### SOURCE PASSAGE
Yes, we can find creative in-class test methods immune to cheaters and GPTs. But if the skill you are testing has been commodified, the deeper problem is to justify learning it at all. Once you have the calculator, learning long division hardly matters. Most adults have forgotten the algorithm.

We're making the skill of writing, and much else, into a calculator.

But we don't know yet what the implications will be... the skill is writing is bound up with thinking and culture in ways long division is not.



In learning and practicing division, you gain an intuition about how numbers are composed. This is an intuition that is useful when you’re trying to figure out if you should pay for that 50 dollar item, or if 6 payments of 10 dollars is a reasonable deal. While you could always bring out your calculator every time you make a decision, most people don’t and rely primarily on quick intuition instead.

### TASK INSTRUCTIONS
In the passage about long division, what intuition does learning and practicing division give you? This data is separate material, unconnected to the passage about long division.

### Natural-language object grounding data
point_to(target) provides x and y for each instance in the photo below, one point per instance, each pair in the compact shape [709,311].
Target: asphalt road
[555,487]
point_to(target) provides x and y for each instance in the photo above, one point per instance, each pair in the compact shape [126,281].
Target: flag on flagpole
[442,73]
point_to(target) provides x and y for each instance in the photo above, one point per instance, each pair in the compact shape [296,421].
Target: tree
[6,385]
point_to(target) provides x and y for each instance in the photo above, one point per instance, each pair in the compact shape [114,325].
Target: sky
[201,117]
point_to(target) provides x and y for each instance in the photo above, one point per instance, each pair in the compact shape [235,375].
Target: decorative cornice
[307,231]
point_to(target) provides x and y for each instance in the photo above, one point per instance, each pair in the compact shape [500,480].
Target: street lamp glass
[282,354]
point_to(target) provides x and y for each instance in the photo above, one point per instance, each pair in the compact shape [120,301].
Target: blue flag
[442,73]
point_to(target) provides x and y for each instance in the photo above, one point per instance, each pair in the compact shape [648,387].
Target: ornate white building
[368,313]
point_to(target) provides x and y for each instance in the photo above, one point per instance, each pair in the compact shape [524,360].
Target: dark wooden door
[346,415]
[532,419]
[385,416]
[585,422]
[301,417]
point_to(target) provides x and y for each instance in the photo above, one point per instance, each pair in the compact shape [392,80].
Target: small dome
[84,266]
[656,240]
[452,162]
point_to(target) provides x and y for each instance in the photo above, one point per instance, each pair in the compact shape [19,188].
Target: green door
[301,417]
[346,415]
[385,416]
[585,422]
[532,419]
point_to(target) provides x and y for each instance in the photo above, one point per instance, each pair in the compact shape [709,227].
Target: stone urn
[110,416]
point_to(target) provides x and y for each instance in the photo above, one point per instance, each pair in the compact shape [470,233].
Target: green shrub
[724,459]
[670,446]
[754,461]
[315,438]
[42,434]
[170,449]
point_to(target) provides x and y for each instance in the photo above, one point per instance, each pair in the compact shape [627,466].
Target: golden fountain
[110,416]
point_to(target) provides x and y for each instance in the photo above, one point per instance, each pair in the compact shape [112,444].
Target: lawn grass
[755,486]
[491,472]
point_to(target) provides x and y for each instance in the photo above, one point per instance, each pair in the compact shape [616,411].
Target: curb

### TASK RESULT
An intuition about how numbers are composed.